# [LO QUE SE ESPERA]
Cambia "drop" por "place" en todos los ítems que siguen y reproduce sus líneas sin ninguna otra modificación.

# [ÍTEMS DEL CONJUNTO]

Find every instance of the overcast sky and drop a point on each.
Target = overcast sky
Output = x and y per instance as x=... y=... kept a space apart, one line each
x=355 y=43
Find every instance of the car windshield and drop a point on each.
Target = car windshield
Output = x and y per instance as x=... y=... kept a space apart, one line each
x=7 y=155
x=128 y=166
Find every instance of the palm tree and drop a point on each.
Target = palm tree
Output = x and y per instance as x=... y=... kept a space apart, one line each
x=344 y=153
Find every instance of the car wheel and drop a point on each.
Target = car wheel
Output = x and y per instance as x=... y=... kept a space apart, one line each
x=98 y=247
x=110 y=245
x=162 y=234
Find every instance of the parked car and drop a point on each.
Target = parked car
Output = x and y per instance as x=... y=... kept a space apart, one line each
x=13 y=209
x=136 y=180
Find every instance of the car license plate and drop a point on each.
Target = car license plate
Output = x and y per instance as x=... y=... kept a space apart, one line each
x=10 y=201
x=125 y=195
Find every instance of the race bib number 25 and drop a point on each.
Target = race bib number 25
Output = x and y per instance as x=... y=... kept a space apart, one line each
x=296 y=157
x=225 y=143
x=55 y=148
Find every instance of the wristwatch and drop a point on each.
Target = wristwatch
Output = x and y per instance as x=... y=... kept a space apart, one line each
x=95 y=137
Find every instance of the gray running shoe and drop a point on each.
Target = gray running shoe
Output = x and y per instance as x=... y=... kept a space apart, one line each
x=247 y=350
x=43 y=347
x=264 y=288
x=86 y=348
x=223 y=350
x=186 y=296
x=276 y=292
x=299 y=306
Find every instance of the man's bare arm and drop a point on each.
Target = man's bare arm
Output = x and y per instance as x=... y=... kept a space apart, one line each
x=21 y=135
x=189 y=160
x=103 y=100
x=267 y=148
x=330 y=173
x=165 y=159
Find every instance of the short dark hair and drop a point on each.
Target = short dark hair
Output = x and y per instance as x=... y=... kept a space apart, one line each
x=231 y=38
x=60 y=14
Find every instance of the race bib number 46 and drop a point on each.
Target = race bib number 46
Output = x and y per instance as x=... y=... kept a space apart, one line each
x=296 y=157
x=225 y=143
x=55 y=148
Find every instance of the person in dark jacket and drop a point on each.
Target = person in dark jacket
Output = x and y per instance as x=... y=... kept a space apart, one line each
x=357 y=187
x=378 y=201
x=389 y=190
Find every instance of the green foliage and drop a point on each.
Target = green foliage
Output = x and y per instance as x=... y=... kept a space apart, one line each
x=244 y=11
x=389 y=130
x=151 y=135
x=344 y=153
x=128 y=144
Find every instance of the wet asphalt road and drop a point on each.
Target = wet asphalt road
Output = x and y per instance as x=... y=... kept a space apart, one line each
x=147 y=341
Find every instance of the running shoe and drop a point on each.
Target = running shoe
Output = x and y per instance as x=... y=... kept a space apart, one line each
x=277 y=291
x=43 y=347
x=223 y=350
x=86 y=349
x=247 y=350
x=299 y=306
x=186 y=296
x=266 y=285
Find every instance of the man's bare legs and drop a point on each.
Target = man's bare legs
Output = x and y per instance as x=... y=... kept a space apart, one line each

# [RESULTADO FINAL]
Find every instance of the overcast sky and place a point on each.
Target = overcast sky
Output = x and y per instance as x=... y=... kept a space apart, one line each
x=355 y=43
Find every instance of the car windshield and place a point on each.
Target = car windshield
Output = x and y per instance as x=... y=... kept a space apart, one line each
x=7 y=155
x=128 y=166
Find every instance of the palm tree and place a point on each.
Target = palm tree
Output = x and y per instance as x=... y=... kept a space apart, one line each
x=344 y=153
Find every instance of the car wheel and place a point on each.
Target = car wheel
Output = x and y per instance as x=... y=... kept a space apart, one line each
x=98 y=247
x=110 y=245
x=162 y=234
Find every instance of the parked car and place a point on each.
Target = parked car
Output = x and y per instance as x=... y=... kept a space apart, one line each
x=13 y=209
x=136 y=180
Find every instance of the car license plate and place a point on each.
Target = car license plate
Output = x and y per instance as x=... y=... kept a space apart, one line each
x=10 y=201
x=125 y=195
Find every instance of the race bib number 25 and place a point on each.
Target = race bib number 25
Output = x and y per instance as x=... y=... kept a space apart, one line each
x=296 y=157
x=225 y=143
x=55 y=148
Find every instance of the wristwatch and place a point on each.
Target = wristwatch
Output = x and y per instance as x=... y=... kept a space apart, one line each
x=95 y=137
Find every instance of the gray running shoe and place a point on each.
Target = gray running shoe
Output = x and y per instance as x=... y=... kept a space apart, one line each
x=247 y=350
x=43 y=347
x=264 y=288
x=86 y=348
x=223 y=350
x=186 y=296
x=276 y=292
x=299 y=306
Find every instance of the man's bare arm and place a point on each.
Target = man's bare arm
Output = x and y per instance as x=... y=... kept a space apart, one line each
x=21 y=135
x=189 y=160
x=103 y=100
x=267 y=148
x=330 y=173
x=165 y=159
Find every instance of the short dark hair and place a point on each.
Target = short dark hair
Output = x and y per instance as x=... y=... kept a space apart, one line each
x=231 y=38
x=60 y=14
Find every instance of the race bib number 46 and place a point on each.
Target = race bib number 46
Output = x and y per instance as x=... y=... kept a space apart, one line each
x=296 y=157
x=225 y=143
x=55 y=148
Find every instance of the person in dark jacket and place a point on each.
Target = person in dark jacket
Output = x and y per instance as x=... y=... kept a space apart, one line each
x=357 y=187
x=378 y=201
x=389 y=190
Find every instance of the green foliage and place a point on each.
Target = green foliage
Output = x and y per instance as x=... y=... kept a space apart, one line each
x=244 y=11
x=389 y=130
x=151 y=135
x=344 y=153
x=128 y=144
Find every instance of the wet asphalt road and place a point on each.
Target = wet asphalt road
Output = x and y per instance as x=... y=... kept a space apart, one line each
x=147 y=341
Find every instance of the running shoe and place a point on each.
Target = running shoe
Output = x and y per instance as x=... y=... kept a space apart, one line each
x=277 y=291
x=43 y=347
x=223 y=350
x=86 y=349
x=247 y=350
x=299 y=306
x=186 y=296
x=266 y=285
Find every instance of the man's bare legs and place a point on each.
Target = man's bare legs
Output = x and y per instance as x=... y=... kept a space apart, one line each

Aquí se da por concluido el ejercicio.